▸ Task 1:
According to the article on Adam Ottavino, when did he first earn the nickname Ottomatic?

## Begin Article

LOS ANGELES -- The Rockies' Adam Ottavino finds amusing that a right-handed reliever and his best pitch can have social media cachet.

Earlier this season, a tribute handle, @OttavinosSlider, showed up on Twitter. During his strong inning Friday night, the team's twitter account gave him a hashtag -- #Ottomatic, which happens to have been a nickname he earned as a closer during his collegiate career at Northeastern University.

Ottavino, an Instagram guy himself, isn't bothered by the attention. After all, it's the result of an ERA that was the definition of the empty set through 11 games, the last being a one-strikeout eighth inning in Friday's 5-4, 11-inning victory over the Dodgers.

"It's pretty cool," he said. "Obviously, I've got to keep it up. It's kind of neat."

Ottavino, 28, entered the Rockies' game with the Dodgers on Saturday with 13 strikeouts, which is almost half of his 28 total outs.

As last season progressed, manager Walt Weiss began using Ottavino later in games, mostly against tough right-handed hitters, who have difficulty dealing with his slider's angle and movement. Righties hit .198 against him. However, lefty batters hit .325, which more or less threatened to limit him to specialist duty.

This year, Ottavino, whose father has long worked as an actor in New York, is posting stats that say he can't be typecast. Righties are 4-for-27 (.148), with two of the hits coming in one game. But lefties are 1-for-8 (.125).

## End Article
## Begin Exercise inputs

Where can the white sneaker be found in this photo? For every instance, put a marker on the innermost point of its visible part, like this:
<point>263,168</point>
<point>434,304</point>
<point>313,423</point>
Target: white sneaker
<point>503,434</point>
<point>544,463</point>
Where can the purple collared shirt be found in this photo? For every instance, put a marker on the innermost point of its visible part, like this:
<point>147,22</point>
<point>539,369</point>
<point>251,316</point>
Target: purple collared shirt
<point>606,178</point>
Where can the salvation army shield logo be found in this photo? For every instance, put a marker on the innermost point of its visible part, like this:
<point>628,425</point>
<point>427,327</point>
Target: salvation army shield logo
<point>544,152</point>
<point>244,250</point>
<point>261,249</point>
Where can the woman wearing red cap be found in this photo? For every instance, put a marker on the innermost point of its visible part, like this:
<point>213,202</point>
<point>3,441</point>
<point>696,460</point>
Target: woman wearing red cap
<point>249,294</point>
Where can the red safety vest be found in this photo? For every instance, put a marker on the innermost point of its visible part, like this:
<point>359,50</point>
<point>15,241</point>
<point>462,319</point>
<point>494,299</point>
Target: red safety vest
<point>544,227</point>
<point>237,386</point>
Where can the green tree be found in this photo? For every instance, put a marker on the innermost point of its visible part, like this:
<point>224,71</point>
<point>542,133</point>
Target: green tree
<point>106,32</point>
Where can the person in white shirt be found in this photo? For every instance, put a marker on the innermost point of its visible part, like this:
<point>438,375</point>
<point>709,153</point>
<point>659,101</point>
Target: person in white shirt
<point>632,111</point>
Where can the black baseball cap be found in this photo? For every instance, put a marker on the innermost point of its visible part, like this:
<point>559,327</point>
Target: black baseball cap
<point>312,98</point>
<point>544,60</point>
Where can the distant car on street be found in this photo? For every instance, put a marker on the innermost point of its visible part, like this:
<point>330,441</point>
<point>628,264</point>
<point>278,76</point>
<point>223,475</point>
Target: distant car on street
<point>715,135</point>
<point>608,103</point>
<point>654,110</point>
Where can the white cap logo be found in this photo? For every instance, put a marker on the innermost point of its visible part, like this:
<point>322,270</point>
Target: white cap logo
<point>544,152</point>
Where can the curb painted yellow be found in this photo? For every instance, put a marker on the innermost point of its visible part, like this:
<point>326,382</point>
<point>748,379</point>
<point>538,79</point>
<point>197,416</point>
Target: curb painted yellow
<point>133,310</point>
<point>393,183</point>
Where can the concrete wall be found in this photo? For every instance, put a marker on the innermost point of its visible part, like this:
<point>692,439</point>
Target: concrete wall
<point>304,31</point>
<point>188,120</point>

## End Exercise inputs

▸ Task 2:
In the rows, set down word for word the lines from the one with "Where can the black" up to and including the one with "<point>544,60</point>".

▸ Final result 1:
As a closer during his collegiate career at Northeastern University.

▸ Final result 2:
Where can the black baseball cap be found in this photo? For every instance, put a marker on the innermost point of its visible part, like this:
<point>559,327</point>
Target: black baseball cap
<point>312,98</point>
<point>544,60</point>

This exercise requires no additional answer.